# Source passage:
□ □ □ □ □ □ □
Millions of workers are being denied the honor and respect they deserve because of a lack of jobs, underemployment, low wages and exploitation, according to the chairman of the U.S. bishops’ Committee on Domestic Justice and Human Development. “Earlier this year, Pope Francis pointed out, ‘Work is fundamental to the dignity of a person.... It gives one the ability to maintain oneself, one’s family, to contribute to the growth of one’s own nation,’” said Bishop Stephen E. Blaire of Stockton, Calif., in the U.S. bishops’ annual Labor Day statement.
“Unfortunately, millions of workers today are denied this honor and respect as a result of unemployment, underemployment, unjust wages, wage theft, abuse and exploitation,” Bishop Blaire said.
“The economy is not creating an adequate number of jobs that allow workers to provide for themselves and their families,” Bishop Blaire said. “More than four million people have been jobless for over six months, and that does not include the millions more who have simply lost hope. For every available job, there are often five unemployed and underemployed people actively vying for it. This jobs gap pushes wages down. Half of the jobs in this country pay less than $27,000 per year. More than 46 million people live in poverty, including 16 million children.”
In his message on behalf of the bishops’ conference, Bishop Blaire quoted from the Second Vatican Council’s “Pastoral Constitution on the Church in the Modern World”: “While an immense number of people still lack the absolute necessities of life, some, even in less advanced areas, live in luxury or squander wealth.”
“How can it be said that persons honor one another when such ‘extravagance and wretchedness exist side by side’?” he asked. Those words, Bishop Blaire noted, “seem to be just as true today.”
□ □ □ □ □ □ □
# Collected data:
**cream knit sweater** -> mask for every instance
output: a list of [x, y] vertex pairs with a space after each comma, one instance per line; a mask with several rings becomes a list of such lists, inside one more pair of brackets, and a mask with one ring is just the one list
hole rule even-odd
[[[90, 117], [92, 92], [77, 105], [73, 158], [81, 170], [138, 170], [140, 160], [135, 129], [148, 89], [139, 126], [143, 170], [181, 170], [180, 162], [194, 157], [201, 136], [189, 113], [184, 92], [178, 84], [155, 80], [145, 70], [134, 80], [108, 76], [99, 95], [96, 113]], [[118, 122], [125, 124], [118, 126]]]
□ □ □ □ □ □ □
# What you need to do:
**A)** According to the Labor Day statement text, how many people have been jobless for over six months?
**B)** Summarize the Labor Day statement text in two sentences.
**C)** Resume the Labor Day statement text, writing onward from its final sentence.

# Per-task outputs:
**A)** More than four million people.

**B)** In the U.S. bishops' annual Labor Day statement, Bishop Stephen E. Blaire cited Pope Francis on the link between work and human dignity and said millions of workers are denied that dignity through unemployment, underemployment, unjust wages, wage theft, abuse and exploitation. He noted that the economy is not creating enough jobs, that half of U.S. jobs pay under $27,000 a year and more than 46 million people live in poverty, and he quoted the Second Vatican Council to argue that extravagance and wretchedness still exist side by side.

**C)**
Bishop Blaire also quoted from Pope Benedict XVI’s encyclical “Charity in Truth” (2009), which also dealt in part with the specter of inequality. “The dignity of the individual and the demands of justice require, particularly today, that economic choices do not cause disparities in wealth to increase in an excessive and morally unacceptable manner,” Pope Benedict said, “and that we continue to prioritize the goal of access to steady employment for everyone.”
The bishop noted how workers’ issues are tied to other issues. “High unemployment and underemployment are connected to the rise in income inequality,” he said. Such inequality erodes social cohesion and puts democracy at risk. “The pain of the poor and those becoming poor in the rising economic inequality of our society is mounting,” he added.
“Whenever possible we should support businesses and enterprises that protect human life and dignity, pay just wages and protect workers’ rights,” Bishop Blaire wrote. “We should support immigration policies that bring immigrant workers out of the shadows to a legal status and offer them a just and fair path to citizenship, so that their human rights are protected and the wages for all workers rise.”
Bishop Blaire also commented on the importance of unions in the bishops’ statement, noting that the “rise in income inequality has mirrored a decline in union membership.” He said, “Since the end of the Civil War, unions have been an important part of our economy because they provide protections for workers and more importantly a way for workers to participate in company decisions that affect them. Catholic teaching has consistently affirmed the right of workers to choose to form a union.”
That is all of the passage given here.